§ WHAT THE EXERCISE ASKS
Rewrite the material below as a numbered list, leaving out any blank lines.

+++ GIVEN RECORDS +++

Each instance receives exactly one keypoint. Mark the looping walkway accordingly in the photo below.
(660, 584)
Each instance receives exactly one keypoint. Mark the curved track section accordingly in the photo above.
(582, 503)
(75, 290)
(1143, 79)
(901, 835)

+++

§ PROBLEM SOLUTION
1. Each instance receives exactly one keypoint. Mark the looping walkway accordingly in the photo below.
2. (660, 584)
3. Each instance receives exactly one keypoint. Mark the curved track section accordingly in the photo above.
4. (582, 503)
5. (75, 290)
6. (1143, 79)
7. (901, 835)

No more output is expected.